DATA RECORDS:

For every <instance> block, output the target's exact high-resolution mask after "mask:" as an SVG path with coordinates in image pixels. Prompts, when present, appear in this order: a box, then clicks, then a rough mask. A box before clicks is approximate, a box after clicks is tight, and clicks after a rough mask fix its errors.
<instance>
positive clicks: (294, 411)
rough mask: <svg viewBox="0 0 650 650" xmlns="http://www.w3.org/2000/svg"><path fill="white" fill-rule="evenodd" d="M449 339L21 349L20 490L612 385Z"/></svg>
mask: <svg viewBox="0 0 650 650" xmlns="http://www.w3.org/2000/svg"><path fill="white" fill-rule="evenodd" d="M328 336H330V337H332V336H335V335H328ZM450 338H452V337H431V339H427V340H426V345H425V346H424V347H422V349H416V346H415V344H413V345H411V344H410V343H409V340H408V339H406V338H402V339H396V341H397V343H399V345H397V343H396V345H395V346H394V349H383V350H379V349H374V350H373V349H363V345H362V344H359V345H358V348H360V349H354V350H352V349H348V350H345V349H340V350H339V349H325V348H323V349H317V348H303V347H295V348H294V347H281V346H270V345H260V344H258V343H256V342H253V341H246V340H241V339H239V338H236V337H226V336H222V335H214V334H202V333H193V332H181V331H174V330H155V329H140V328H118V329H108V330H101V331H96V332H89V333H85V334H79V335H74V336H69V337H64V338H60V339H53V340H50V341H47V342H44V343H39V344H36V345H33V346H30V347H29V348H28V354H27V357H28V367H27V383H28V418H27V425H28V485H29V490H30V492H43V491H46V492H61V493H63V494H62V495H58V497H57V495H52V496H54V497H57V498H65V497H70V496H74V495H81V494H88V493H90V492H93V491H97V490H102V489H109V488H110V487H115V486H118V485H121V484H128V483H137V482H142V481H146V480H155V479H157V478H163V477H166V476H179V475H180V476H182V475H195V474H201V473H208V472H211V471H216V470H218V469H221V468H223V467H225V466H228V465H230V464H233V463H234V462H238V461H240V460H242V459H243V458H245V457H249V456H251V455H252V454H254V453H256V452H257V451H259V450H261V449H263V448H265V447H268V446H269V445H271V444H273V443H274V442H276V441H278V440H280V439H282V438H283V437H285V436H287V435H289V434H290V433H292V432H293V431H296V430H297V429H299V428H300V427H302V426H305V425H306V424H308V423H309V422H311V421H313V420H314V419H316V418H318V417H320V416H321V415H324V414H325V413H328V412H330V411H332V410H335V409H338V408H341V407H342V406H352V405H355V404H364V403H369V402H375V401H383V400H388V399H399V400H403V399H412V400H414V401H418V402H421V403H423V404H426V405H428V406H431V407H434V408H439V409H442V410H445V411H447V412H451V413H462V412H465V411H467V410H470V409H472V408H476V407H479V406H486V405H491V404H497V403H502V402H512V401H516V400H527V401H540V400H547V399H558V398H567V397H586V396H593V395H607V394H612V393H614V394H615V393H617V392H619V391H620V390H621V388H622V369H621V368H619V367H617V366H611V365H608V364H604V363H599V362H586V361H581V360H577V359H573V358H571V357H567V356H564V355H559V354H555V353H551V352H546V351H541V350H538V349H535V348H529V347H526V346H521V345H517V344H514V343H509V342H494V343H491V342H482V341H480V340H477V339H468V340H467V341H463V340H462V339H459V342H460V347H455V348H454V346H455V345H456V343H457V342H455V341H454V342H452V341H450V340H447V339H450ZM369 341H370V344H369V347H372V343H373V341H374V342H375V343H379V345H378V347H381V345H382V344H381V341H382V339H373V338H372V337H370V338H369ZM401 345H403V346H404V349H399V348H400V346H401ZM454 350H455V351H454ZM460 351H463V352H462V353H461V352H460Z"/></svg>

WORK TO BE COMPLETED:
Reproduce every row above, word for word, with nothing changed.

REPLY TO THE TASK:
For every <instance> block, output the target's exact high-resolution mask after "mask:" as an SVG path with coordinates in image pixels. Prompts, when present, appear in this order: a box, then clicks, then a rough mask. A box before clicks is approximate, a box after clicks is tight, and clicks after a rough mask fix its errors.
<instance>
positive clicks: (294, 411)
rough mask: <svg viewBox="0 0 650 650" xmlns="http://www.w3.org/2000/svg"><path fill="white" fill-rule="evenodd" d="M449 339L21 349L20 490L612 385Z"/></svg>
mask: <svg viewBox="0 0 650 650" xmlns="http://www.w3.org/2000/svg"><path fill="white" fill-rule="evenodd" d="M328 336H330V337H332V336H335V335H328ZM450 338H452V337H431V339H427V340H426V345H425V346H424V347H422V349H416V346H415V344H413V345H411V344H410V343H409V340H408V339H406V338H402V339H396V341H397V343H399V345H397V343H396V345H395V346H394V349H383V350H379V349H374V350H373V349H363V345H362V344H359V345H358V348H360V349H354V350H352V349H348V350H345V349H340V350H339V349H325V348H323V349H317V348H303V347H295V348H294V347H281V346H270V345H260V344H258V343H256V342H253V341H246V340H241V339H239V338H236V337H226V336H222V335H214V334H202V333H193V332H181V331H174V330H155V329H140V328H118V329H108V330H101V331H96V332H89V333H85V334H79V335H74V336H69V337H64V338H60V339H53V340H50V341H47V342H44V343H39V344H36V345H33V346H30V347H29V348H28V354H27V357H28V367H27V383H28V418H27V425H28V485H29V490H30V492H43V491H46V492H61V493H63V494H62V495H58V497H57V495H52V496H54V497H57V498H65V497H70V496H74V495H81V494H88V493H90V492H93V491H97V490H102V489H109V488H110V487H115V486H118V485H121V484H128V483H137V482H142V481H146V480H155V479H157V478H163V477H166V476H179V475H180V476H182V475H195V474H201V473H208V472H211V471H216V470H218V469H221V468H223V467H225V466H228V465H230V464H233V463H234V462H238V461H240V460H242V459H243V458H245V457H249V456H251V455H252V454H254V453H256V452H257V451H259V450H261V449H263V448H265V447H268V446H269V445H271V444H273V443H274V442H276V441H278V440H280V439H282V438H283V437H285V436H287V435H289V434H290V433H292V432H293V431H296V430H297V429H299V428H300V427H302V426H305V425H306V424H308V423H309V422H311V421H313V420H314V419H316V418H318V417H320V416H321V415H324V414H325V413H328V412H330V411H332V410H335V409H338V408H341V407H342V406H352V405H355V404H364V403H369V402H375V401H383V400H388V399H399V400H403V399H412V400H414V401H418V402H421V403H423V404H426V405H428V406H431V407H434V408H439V409H442V410H445V411H447V412H451V413H462V412H465V411H467V410H470V409H472V408H476V407H479V406H486V405H491V404H497V403H502V402H512V401H516V400H527V401H540V400H547V399H558V398H567V397H586V396H593V395H607V394H612V393H614V394H615V393H617V392H619V391H620V390H621V388H622V369H621V368H619V367H617V366H611V365H608V364H604V363H599V362H586V361H581V360H577V359H573V358H571V357H567V356H564V355H559V354H555V353H551V352H546V351H541V350H538V349H535V348H529V347H526V346H521V345H517V344H514V343H509V342H494V343H491V342H482V341H480V340H477V339H468V340H467V341H463V340H462V339H459V342H460V347H455V348H454V346H455V345H456V343H457V342H455V341H454V342H452V341H450V340H447V339H450ZM369 341H370V344H369V347H372V343H373V341H374V342H375V343H379V345H378V347H381V345H382V344H381V341H382V339H373V338H372V337H370V338H369ZM401 345H403V346H404V349H399V348H400V346H401ZM454 350H455V351H454ZM460 351H463V352H462V353H461V352H460Z"/></svg>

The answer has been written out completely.